- [Required work]: Your answer must be the full listing, word for word, with no images in it.
+--
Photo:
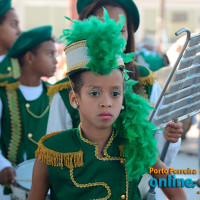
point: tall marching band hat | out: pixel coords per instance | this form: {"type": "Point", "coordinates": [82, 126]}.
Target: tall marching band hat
{"type": "Point", "coordinates": [129, 6]}
{"type": "Point", "coordinates": [98, 46]}
{"type": "Point", "coordinates": [5, 5]}
{"type": "Point", "coordinates": [30, 39]}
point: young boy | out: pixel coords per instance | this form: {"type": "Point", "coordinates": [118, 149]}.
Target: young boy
{"type": "Point", "coordinates": [24, 104]}
{"type": "Point", "coordinates": [105, 157]}
{"type": "Point", "coordinates": [9, 29]}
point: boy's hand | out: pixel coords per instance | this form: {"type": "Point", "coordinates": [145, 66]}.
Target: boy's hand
{"type": "Point", "coordinates": [173, 131]}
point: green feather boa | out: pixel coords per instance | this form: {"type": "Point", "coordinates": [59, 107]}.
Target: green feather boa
{"type": "Point", "coordinates": [132, 125]}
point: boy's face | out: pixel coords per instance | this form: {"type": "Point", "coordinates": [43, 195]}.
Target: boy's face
{"type": "Point", "coordinates": [100, 99]}
{"type": "Point", "coordinates": [9, 30]}
{"type": "Point", "coordinates": [44, 62]}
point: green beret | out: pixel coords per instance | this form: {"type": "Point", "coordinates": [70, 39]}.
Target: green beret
{"type": "Point", "coordinates": [30, 39]}
{"type": "Point", "coordinates": [128, 5]}
{"type": "Point", "coordinates": [5, 5]}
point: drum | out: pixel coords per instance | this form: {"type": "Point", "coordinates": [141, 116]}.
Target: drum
{"type": "Point", "coordinates": [21, 188]}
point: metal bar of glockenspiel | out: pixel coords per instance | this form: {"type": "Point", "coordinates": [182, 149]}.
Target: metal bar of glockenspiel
{"type": "Point", "coordinates": [151, 192]}
{"type": "Point", "coordinates": [173, 70]}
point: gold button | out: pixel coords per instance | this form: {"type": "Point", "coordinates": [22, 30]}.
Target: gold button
{"type": "Point", "coordinates": [122, 162]}
{"type": "Point", "coordinates": [27, 105]}
{"type": "Point", "coordinates": [30, 135]}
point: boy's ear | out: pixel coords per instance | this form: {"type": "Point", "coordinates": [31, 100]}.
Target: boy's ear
{"type": "Point", "coordinates": [28, 57]}
{"type": "Point", "coordinates": [73, 100]}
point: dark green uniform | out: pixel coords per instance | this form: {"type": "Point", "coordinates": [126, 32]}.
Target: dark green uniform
{"type": "Point", "coordinates": [19, 118]}
{"type": "Point", "coordinates": [76, 171]}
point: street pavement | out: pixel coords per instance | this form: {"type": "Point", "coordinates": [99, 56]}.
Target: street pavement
{"type": "Point", "coordinates": [187, 158]}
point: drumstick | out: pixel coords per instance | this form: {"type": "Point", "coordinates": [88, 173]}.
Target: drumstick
{"type": "Point", "coordinates": [23, 179]}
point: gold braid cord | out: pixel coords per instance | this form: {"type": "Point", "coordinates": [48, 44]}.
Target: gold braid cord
{"type": "Point", "coordinates": [107, 157]}
{"type": "Point", "coordinates": [58, 87]}
{"type": "Point", "coordinates": [91, 185]}
{"type": "Point", "coordinates": [15, 121]}
{"type": "Point", "coordinates": [53, 158]}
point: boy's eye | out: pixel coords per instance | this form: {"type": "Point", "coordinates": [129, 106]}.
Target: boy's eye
{"type": "Point", "coordinates": [50, 54]}
{"type": "Point", "coordinates": [94, 93]}
{"type": "Point", "coordinates": [116, 93]}
{"type": "Point", "coordinates": [14, 24]}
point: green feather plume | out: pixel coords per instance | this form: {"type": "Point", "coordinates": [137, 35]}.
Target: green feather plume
{"type": "Point", "coordinates": [137, 132]}
{"type": "Point", "coordinates": [103, 40]}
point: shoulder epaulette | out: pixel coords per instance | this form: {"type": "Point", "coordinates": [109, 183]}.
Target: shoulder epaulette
{"type": "Point", "coordinates": [58, 87]}
{"type": "Point", "coordinates": [9, 85]}
{"type": "Point", "coordinates": [53, 158]}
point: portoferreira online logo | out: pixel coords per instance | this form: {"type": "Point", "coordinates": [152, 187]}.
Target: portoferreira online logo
{"type": "Point", "coordinates": [171, 180]}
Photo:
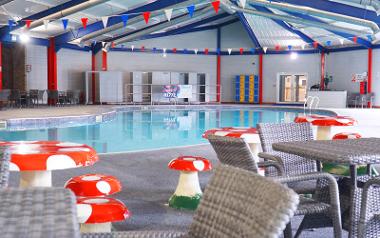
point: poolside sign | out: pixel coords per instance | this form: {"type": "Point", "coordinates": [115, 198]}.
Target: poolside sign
{"type": "Point", "coordinates": [177, 91]}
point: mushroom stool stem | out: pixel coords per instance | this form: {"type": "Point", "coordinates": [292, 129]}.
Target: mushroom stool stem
{"type": "Point", "coordinates": [324, 133]}
{"type": "Point", "coordinates": [188, 192]}
{"type": "Point", "coordinates": [96, 227]}
{"type": "Point", "coordinates": [37, 178]}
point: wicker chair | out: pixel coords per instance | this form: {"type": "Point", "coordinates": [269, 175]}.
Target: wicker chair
{"type": "Point", "coordinates": [369, 223]}
{"type": "Point", "coordinates": [235, 152]}
{"type": "Point", "coordinates": [229, 210]}
{"type": "Point", "coordinates": [4, 167]}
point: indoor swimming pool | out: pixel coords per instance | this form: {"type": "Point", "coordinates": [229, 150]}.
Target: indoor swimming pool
{"type": "Point", "coordinates": [136, 129]}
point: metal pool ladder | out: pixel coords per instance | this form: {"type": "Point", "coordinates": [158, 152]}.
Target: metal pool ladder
{"type": "Point", "coordinates": [310, 101]}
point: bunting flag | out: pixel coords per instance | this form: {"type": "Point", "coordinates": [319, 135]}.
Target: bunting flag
{"type": "Point", "coordinates": [216, 5]}
{"type": "Point", "coordinates": [242, 3]}
{"type": "Point", "coordinates": [46, 23]}
{"type": "Point", "coordinates": [124, 19]}
{"type": "Point", "coordinates": [27, 23]}
{"type": "Point", "coordinates": [146, 17]}
{"type": "Point", "coordinates": [65, 23]}
{"type": "Point", "coordinates": [84, 22]}
{"type": "Point", "coordinates": [105, 21]}
{"type": "Point", "coordinates": [168, 13]}
{"type": "Point", "coordinates": [11, 23]}
{"type": "Point", "coordinates": [191, 10]}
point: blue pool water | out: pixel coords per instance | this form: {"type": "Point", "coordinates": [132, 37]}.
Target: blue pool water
{"type": "Point", "coordinates": [150, 129]}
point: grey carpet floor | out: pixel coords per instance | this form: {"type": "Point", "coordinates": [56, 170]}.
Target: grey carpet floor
{"type": "Point", "coordinates": [147, 185]}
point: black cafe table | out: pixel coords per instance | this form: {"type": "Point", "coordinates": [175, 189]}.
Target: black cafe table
{"type": "Point", "coordinates": [365, 151]}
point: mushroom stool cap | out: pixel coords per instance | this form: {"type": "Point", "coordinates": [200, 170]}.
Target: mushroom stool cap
{"type": "Point", "coordinates": [94, 185]}
{"type": "Point", "coordinates": [190, 164]}
{"type": "Point", "coordinates": [101, 210]}
{"type": "Point", "coordinates": [346, 135]}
+--
- [Your solution]:
Photo:
point: tall marching band hat | out: pixel coords per instance | this form: {"type": "Point", "coordinates": [82, 126]}.
Target: tall marching band hat
{"type": "Point", "coordinates": [129, 6]}
{"type": "Point", "coordinates": [98, 46]}
{"type": "Point", "coordinates": [5, 5]}
{"type": "Point", "coordinates": [30, 39]}
point: young boy | out: pixel coords per instance | this form: {"type": "Point", "coordinates": [118, 149]}.
Target: young boy
{"type": "Point", "coordinates": [24, 104]}
{"type": "Point", "coordinates": [105, 157]}
{"type": "Point", "coordinates": [9, 29]}
point: boy's hand | out: pixel coords per instance | this form: {"type": "Point", "coordinates": [145, 66]}.
Target: boy's hand
{"type": "Point", "coordinates": [173, 131]}
point: green feather boa | out: pixel coords per instance | this form: {"type": "Point", "coordinates": [59, 107]}.
Target: green feather boa
{"type": "Point", "coordinates": [132, 125]}
point: boy's face | out: pixel coords per instance | this form: {"type": "Point", "coordinates": [43, 195]}.
Target: boy's face
{"type": "Point", "coordinates": [100, 99]}
{"type": "Point", "coordinates": [9, 30]}
{"type": "Point", "coordinates": [44, 62]}
point: green beret | out: pixel coords per instance | this form: {"type": "Point", "coordinates": [70, 39]}.
Target: green beret
{"type": "Point", "coordinates": [30, 39]}
{"type": "Point", "coordinates": [128, 5]}
{"type": "Point", "coordinates": [5, 5]}
point: drum | out: pixel coords per instance | this form: {"type": "Point", "coordinates": [141, 116]}.
Target: drum
{"type": "Point", "coordinates": [21, 188]}
point: metal bar of glockenspiel | out: pixel coords per instance | this form: {"type": "Point", "coordinates": [182, 149]}.
Target: metal bar of glockenspiel
{"type": "Point", "coordinates": [151, 192]}
{"type": "Point", "coordinates": [173, 70]}
point: gold button | out: pixel coords per instance | this form: {"type": "Point", "coordinates": [22, 30]}.
Target: gold button
{"type": "Point", "coordinates": [122, 162]}
{"type": "Point", "coordinates": [27, 105]}
{"type": "Point", "coordinates": [30, 135]}
point: boy's ear | out: pixel coords per instance | this form: {"type": "Point", "coordinates": [31, 100]}.
Target: boy's ear
{"type": "Point", "coordinates": [28, 57]}
{"type": "Point", "coordinates": [73, 100]}
point: dark green uniform | out: pixel coords per instance | this form: {"type": "Point", "coordinates": [126, 32]}.
Target: dark green uniform
{"type": "Point", "coordinates": [19, 118]}
{"type": "Point", "coordinates": [76, 171]}
point: street pavement | out: pixel coords per instance | this form: {"type": "Point", "coordinates": [99, 56]}.
Target: street pavement
{"type": "Point", "coordinates": [187, 158]}
point: drumstick | out: pixel coords per instance | this form: {"type": "Point", "coordinates": [88, 173]}.
Target: drumstick
{"type": "Point", "coordinates": [23, 179]}
point: gold braid cord | out: pixel coords per instance | this form: {"type": "Point", "coordinates": [48, 44]}.
Target: gold braid cord
{"type": "Point", "coordinates": [107, 157]}
{"type": "Point", "coordinates": [58, 87]}
{"type": "Point", "coordinates": [91, 185]}
{"type": "Point", "coordinates": [15, 121]}
{"type": "Point", "coordinates": [53, 158]}
point: boy's eye | out: pixel coords per instance | this form: {"type": "Point", "coordinates": [129, 106]}.
Target: boy's eye
{"type": "Point", "coordinates": [50, 54]}
{"type": "Point", "coordinates": [94, 93]}
{"type": "Point", "coordinates": [116, 93]}
{"type": "Point", "coordinates": [14, 24]}
point: green feather plume | out: pixel coords per instance | this form: {"type": "Point", "coordinates": [137, 35]}.
Target: green feather plume
{"type": "Point", "coordinates": [137, 132]}
{"type": "Point", "coordinates": [103, 40]}
point: shoulder epaulette | out: pixel coords per instance | this form: {"type": "Point", "coordinates": [109, 183]}.
Target: shoulder epaulette
{"type": "Point", "coordinates": [58, 87]}
{"type": "Point", "coordinates": [9, 85]}
{"type": "Point", "coordinates": [53, 158]}
point: portoferreira online logo | out: pixel coords per instance | this form: {"type": "Point", "coordinates": [152, 187]}.
Target: portoferreira online logo
{"type": "Point", "coordinates": [171, 180]}
Photo:
point: poolside sign | out: pixel coords per instance | this form: {"type": "Point", "coordinates": [115, 198]}.
Target: poolside sign
{"type": "Point", "coordinates": [177, 91]}
point: mushroom stool stem | out: pixel coords per instance | this form: {"type": "Point", "coordinates": [292, 129]}.
Target: mushroom stool stem
{"type": "Point", "coordinates": [324, 133]}
{"type": "Point", "coordinates": [188, 192]}
{"type": "Point", "coordinates": [96, 227]}
{"type": "Point", "coordinates": [37, 178]}
point: wicker chair | out: pixel coords per instance | this form: {"type": "Point", "coordinates": [269, 175]}.
Target: wicker chair
{"type": "Point", "coordinates": [369, 223]}
{"type": "Point", "coordinates": [235, 152]}
{"type": "Point", "coordinates": [229, 210]}
{"type": "Point", "coordinates": [4, 167]}
point: indoor swimming pool | out: pixel coords per instance | this form: {"type": "Point", "coordinates": [229, 150]}.
Target: indoor swimming pool
{"type": "Point", "coordinates": [136, 129]}
point: metal pool ladder | out: pixel coords per instance | this form: {"type": "Point", "coordinates": [158, 152]}.
Target: metal pool ladder
{"type": "Point", "coordinates": [310, 101]}
point: bunting flag | out: pixel coords per instance | this form: {"type": "Point", "coordinates": [319, 135]}.
Target: bunting flag
{"type": "Point", "coordinates": [216, 5]}
{"type": "Point", "coordinates": [242, 3]}
{"type": "Point", "coordinates": [46, 23]}
{"type": "Point", "coordinates": [124, 19]}
{"type": "Point", "coordinates": [27, 23]}
{"type": "Point", "coordinates": [146, 17]}
{"type": "Point", "coordinates": [65, 23]}
{"type": "Point", "coordinates": [84, 22]}
{"type": "Point", "coordinates": [105, 21]}
{"type": "Point", "coordinates": [168, 13]}
{"type": "Point", "coordinates": [11, 23]}
{"type": "Point", "coordinates": [191, 10]}
point: blue pool water | out: pixel coords per instance | this form: {"type": "Point", "coordinates": [132, 37]}.
Target: blue pool water
{"type": "Point", "coordinates": [150, 129]}
point: grey carpet floor | out: pixel coords per instance | this form: {"type": "Point", "coordinates": [56, 170]}.
Target: grey carpet floor
{"type": "Point", "coordinates": [147, 185]}
point: black cafe table | out: pixel coords per instance | this form: {"type": "Point", "coordinates": [175, 189]}.
Target: black cafe table
{"type": "Point", "coordinates": [365, 151]}
point: mushroom stool cap | out: pixel coords per instance | this form: {"type": "Point", "coordinates": [200, 170]}.
Target: mushroom stool cap
{"type": "Point", "coordinates": [94, 185]}
{"type": "Point", "coordinates": [190, 164]}
{"type": "Point", "coordinates": [101, 210]}
{"type": "Point", "coordinates": [346, 135]}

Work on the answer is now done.